## Stated problem
Show every row below that contains the word "each". Case counts, so uppercase and lowercase letters are treated as different.

## Data supplied

═══

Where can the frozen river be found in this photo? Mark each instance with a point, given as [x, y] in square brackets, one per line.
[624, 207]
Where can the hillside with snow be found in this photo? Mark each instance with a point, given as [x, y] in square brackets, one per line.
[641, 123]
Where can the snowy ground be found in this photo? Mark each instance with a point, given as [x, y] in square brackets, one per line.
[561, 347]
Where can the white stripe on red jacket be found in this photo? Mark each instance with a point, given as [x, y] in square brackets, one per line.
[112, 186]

═══

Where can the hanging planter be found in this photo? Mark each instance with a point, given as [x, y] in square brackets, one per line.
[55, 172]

═══

## Answer for this exercise
Where can the frozen river be found in this photo? Mark each instance with a point, given as [x, y] in square brackets, one per line.
Where can the hillside with snow be found in this photo? Mark each instance with a point, given as [x, y] in square brackets, one per line.
Where can the snowy ground be found in this photo? Mark each instance with a point, given as [x, y] in square brackets, one per line.
Where can the white stripe on red jacket be found in this photo? Mark each instance with a point, given as [x, y] in square brackets, one per line.
Where can the hanging planter be found in this photo? Mark each instance with a point, given as [x, y] in square brackets, one per line.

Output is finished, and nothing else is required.